# Short exercise a
List the hardware and software specifications given for the current PC in the Windows laptop post.

Windows laptop recommendations

Brian Dean-O

Inspired
I built my current PC about 6 years ago, it has:

Intel Core i7-8700K CPU @ 3.70GHz
32 GB RAM
Running Windows 10 64 Bit
Focusrite 18i20 Gen 3 interface

Recently upgraded to Ableton Live 11 Standard from Live 10 Intro because I needed more tracks and Live 11 Standard has been on sale for 20% off with free upgrade to Live 12 Standard when it releases soon so I figured it was a good time to upgrade and get unlimited tracks.

I’m happy with my PC.
I’m not really super knowledgeable about PC tech things, I’ve always gotten help from more knowledgeable friends when buying the parts for my PC builds over the years and have them with me to help build it.
Never used Mac and don’t want to have to switch if I don’t feel that I need to but I’ll keep it in mind and can figure out what to get on my own if I do get a Mac laptop seeing as there’s TONS of information on the best Mac laptops for audio engineering.
However I don’t see nearly as much about what are the best kinds of Windows laptops for recording.
I’m looking for advice and suggestions to that effect. I’d be happy with anything that’s even comparable to what I’m running in my PC and I’d be ecstatic if it can be done without breaking the bank. I’ve got time to figure this out as I don’t have the money to do get anything right now but in the hopefully not too distant future I’d like to be able to reflect back to this thread to reference for tips.
Thank you. 🙏
 
However I don’t see nearly as much about what are the best kinds of Windows laptops for recording.

Object position labeling entries
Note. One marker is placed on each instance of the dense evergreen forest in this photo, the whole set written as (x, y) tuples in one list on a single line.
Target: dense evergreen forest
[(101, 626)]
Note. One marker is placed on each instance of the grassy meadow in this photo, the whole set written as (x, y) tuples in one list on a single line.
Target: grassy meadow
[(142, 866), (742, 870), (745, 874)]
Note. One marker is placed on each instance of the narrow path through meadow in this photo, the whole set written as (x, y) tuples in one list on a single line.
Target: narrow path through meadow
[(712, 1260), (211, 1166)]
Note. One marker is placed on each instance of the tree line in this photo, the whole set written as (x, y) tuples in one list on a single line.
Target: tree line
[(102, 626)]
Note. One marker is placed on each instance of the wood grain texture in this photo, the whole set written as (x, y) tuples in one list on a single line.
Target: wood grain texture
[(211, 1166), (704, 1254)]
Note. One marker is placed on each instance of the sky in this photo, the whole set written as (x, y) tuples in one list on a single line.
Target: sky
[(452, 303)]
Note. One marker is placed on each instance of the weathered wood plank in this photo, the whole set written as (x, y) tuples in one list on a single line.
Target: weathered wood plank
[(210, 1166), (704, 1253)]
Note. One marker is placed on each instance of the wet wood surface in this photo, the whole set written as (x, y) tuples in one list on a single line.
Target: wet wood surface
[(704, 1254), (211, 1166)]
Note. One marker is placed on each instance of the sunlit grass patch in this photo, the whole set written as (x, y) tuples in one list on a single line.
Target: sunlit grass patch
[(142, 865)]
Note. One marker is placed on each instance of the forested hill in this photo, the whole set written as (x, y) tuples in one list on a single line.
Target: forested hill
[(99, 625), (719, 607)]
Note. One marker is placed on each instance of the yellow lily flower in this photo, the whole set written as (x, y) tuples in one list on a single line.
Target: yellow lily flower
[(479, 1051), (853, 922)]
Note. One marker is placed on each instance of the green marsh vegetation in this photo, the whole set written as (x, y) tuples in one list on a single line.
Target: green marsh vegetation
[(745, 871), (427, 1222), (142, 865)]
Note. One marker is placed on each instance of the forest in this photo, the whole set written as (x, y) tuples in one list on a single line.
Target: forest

# Short exercise b
Pull out every line in the rows that contains the string "weathered". Case counts.

# Complete answer a
- Intel Core i7-8700K CPU @ 3.70GHz
- 32 GB RAM
- Running Windows 10 64 Bit
- Focusrite 18i20 Gen 3 interface

# Complete answer b
Note. One marker is placed on each instance of the weathered wood plank in this photo, the whole set written as (x, y) tuples in one list on a single line.
Target: weathered wood plank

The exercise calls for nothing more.